START Extracted information

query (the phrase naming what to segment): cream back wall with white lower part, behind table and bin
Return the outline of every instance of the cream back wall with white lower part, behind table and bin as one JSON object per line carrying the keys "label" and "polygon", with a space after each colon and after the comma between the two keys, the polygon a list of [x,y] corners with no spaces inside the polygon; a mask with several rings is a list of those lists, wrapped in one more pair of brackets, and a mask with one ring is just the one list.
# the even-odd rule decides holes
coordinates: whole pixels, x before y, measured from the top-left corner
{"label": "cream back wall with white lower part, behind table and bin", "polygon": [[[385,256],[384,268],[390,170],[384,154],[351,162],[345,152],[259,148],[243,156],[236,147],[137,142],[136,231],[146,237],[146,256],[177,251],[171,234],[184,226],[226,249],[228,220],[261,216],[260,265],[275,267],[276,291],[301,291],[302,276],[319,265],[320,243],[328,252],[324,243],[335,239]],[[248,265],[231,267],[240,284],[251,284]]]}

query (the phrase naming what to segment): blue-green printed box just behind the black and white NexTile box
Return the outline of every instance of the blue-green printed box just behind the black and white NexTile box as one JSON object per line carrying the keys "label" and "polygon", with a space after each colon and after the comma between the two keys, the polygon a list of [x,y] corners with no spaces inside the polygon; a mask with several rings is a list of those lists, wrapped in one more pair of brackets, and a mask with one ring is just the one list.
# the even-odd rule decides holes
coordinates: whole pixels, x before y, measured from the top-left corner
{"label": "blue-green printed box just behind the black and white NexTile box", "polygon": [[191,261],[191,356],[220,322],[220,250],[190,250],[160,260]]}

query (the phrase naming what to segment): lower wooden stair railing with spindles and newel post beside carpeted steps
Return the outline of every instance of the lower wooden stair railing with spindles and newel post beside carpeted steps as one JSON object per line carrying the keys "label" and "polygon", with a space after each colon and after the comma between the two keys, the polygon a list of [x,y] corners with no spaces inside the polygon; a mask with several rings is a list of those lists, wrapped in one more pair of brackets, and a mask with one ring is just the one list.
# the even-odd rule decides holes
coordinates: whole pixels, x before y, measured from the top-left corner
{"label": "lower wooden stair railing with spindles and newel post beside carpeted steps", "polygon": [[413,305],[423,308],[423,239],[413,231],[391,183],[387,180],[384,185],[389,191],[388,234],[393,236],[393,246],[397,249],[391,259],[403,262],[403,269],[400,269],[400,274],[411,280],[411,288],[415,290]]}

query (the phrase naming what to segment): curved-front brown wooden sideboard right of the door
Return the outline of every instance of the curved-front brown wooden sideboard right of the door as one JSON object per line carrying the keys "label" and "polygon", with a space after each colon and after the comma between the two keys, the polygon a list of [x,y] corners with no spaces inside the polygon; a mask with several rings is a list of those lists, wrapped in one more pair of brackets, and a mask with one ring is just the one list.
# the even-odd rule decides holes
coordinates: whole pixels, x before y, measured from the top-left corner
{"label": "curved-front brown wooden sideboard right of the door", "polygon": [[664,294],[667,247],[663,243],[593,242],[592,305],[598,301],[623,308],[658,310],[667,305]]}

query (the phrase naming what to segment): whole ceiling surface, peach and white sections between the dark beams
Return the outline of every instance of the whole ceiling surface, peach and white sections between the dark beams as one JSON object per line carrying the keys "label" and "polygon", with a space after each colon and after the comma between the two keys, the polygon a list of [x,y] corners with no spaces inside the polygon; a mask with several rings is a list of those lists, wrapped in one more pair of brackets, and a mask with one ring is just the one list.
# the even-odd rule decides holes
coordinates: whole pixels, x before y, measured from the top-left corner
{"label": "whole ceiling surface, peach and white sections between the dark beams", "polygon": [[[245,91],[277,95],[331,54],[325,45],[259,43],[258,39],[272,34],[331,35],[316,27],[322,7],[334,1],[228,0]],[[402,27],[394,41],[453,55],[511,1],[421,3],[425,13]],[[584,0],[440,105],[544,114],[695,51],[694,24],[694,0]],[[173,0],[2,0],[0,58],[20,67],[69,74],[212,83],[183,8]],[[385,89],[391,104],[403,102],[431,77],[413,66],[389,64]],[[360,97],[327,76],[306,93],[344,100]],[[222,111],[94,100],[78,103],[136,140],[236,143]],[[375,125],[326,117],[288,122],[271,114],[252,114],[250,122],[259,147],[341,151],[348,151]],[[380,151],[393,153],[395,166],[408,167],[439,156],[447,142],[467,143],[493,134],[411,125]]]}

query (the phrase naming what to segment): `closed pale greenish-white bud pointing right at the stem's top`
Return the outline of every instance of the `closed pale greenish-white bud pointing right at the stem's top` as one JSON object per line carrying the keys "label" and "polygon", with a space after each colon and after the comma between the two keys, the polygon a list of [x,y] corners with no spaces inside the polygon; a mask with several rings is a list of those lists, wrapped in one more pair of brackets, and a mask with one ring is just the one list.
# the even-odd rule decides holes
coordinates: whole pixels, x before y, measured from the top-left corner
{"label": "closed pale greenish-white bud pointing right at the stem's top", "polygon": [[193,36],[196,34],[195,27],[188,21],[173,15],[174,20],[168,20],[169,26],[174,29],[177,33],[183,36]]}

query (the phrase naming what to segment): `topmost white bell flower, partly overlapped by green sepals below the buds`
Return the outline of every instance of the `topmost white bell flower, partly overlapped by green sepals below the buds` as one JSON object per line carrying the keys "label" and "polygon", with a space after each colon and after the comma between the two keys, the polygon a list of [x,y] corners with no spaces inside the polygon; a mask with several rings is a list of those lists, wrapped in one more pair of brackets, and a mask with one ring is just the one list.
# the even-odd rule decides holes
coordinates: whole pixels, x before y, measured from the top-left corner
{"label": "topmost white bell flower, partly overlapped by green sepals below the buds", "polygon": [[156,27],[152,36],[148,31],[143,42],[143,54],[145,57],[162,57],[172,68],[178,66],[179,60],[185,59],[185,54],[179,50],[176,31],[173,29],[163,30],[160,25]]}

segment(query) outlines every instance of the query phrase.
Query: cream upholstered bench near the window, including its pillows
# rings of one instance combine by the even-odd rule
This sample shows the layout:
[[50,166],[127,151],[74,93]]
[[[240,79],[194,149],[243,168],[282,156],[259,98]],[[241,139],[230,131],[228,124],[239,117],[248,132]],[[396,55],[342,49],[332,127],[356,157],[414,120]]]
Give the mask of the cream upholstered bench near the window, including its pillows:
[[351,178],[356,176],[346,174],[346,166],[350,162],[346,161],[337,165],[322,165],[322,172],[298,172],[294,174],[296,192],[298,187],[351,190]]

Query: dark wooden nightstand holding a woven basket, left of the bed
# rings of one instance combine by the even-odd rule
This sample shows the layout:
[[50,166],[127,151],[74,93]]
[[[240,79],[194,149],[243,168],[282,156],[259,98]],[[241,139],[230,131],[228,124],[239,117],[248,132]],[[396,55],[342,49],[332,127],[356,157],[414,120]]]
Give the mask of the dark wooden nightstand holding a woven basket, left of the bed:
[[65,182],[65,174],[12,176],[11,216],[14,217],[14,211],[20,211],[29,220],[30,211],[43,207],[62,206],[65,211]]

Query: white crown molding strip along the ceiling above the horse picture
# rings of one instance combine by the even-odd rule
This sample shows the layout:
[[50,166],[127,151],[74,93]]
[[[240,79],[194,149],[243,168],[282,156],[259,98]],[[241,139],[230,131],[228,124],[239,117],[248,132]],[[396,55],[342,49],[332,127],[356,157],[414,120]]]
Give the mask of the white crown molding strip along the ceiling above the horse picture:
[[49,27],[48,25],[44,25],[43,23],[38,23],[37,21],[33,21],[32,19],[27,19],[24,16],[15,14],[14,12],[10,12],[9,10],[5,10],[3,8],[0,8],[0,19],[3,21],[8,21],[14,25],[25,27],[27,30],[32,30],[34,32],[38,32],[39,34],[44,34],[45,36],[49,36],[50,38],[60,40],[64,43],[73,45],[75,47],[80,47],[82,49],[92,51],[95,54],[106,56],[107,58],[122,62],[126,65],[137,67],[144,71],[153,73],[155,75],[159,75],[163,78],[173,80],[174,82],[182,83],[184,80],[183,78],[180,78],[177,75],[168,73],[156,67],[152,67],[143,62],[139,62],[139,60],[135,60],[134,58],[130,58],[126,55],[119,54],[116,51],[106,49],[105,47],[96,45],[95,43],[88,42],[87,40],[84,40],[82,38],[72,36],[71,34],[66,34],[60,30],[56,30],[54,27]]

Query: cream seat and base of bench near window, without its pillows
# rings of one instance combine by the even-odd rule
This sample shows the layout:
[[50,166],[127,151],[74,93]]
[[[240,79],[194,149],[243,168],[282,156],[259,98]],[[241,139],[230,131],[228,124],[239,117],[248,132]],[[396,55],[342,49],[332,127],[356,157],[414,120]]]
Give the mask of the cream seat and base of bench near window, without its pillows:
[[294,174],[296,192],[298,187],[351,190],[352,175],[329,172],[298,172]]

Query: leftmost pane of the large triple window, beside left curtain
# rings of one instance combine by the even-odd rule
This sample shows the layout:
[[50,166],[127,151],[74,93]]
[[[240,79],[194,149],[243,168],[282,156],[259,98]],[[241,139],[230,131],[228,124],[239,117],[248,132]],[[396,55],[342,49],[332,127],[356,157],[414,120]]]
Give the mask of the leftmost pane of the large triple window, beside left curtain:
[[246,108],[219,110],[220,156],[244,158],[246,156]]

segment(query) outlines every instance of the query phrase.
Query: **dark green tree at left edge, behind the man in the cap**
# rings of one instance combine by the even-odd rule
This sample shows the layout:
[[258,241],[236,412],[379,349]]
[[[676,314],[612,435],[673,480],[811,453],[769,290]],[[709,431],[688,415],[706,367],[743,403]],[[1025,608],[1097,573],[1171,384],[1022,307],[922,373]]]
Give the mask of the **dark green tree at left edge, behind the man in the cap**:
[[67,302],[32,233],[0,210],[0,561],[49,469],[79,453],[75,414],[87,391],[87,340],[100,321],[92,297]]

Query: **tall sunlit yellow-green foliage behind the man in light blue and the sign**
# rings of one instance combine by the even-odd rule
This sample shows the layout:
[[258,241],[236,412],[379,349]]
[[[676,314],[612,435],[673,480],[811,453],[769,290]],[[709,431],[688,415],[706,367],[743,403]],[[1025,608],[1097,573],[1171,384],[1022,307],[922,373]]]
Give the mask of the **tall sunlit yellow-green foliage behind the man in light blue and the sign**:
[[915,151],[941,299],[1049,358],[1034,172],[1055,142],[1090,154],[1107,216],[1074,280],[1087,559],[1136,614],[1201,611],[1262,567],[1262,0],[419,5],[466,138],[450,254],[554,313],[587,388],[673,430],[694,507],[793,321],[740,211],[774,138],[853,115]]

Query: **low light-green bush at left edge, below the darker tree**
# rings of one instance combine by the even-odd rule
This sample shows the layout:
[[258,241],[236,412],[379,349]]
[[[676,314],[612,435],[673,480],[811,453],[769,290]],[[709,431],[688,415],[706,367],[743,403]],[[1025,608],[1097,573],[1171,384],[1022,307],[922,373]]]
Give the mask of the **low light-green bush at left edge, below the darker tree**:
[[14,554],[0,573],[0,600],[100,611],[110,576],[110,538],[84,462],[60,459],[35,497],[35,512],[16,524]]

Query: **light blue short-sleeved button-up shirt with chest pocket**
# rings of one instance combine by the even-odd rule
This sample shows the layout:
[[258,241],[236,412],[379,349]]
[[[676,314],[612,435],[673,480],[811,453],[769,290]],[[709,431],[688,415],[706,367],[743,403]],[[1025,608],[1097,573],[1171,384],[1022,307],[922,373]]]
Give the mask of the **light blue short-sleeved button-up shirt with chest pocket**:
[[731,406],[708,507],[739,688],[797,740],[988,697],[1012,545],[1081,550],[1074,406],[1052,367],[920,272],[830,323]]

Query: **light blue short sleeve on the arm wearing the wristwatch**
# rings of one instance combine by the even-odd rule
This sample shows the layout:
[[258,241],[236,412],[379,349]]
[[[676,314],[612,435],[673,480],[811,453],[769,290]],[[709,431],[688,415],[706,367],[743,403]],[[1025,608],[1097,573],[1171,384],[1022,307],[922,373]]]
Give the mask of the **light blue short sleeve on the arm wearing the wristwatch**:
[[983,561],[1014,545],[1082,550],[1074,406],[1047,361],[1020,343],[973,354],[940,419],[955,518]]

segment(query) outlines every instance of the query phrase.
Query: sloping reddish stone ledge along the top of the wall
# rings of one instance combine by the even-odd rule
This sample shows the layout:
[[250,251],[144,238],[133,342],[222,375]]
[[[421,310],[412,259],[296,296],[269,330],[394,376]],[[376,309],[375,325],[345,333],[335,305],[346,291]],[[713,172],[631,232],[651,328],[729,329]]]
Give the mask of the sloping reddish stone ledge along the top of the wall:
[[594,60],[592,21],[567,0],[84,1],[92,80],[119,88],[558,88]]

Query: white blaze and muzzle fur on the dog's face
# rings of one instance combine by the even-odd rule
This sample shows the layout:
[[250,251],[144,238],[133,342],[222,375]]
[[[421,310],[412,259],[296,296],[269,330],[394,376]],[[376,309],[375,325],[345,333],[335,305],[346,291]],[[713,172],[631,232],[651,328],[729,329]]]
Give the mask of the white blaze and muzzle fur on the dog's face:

END Extracted information

Activity
The result should be every line that contains "what", copied from the entries.

Solution
query (the phrase naming what to segment): cream back wall with white lower part, behind table and bin
query (the phrase naming what to segment): blue-green printed box just behind the black and white NexTile box
query (the phrase naming what to segment): lower wooden stair railing with spindles and newel post beside carpeted steps
query (the phrase naming what to segment): curved-front brown wooden sideboard right of the door
query (the phrase naming what to segment): whole ceiling surface, peach and white sections between the dark beams
query (the phrase naming what to segment): `closed pale greenish-white bud pointing right at the stem's top`
query (the phrase naming what to segment): `topmost white bell flower, partly overlapped by green sepals below the buds`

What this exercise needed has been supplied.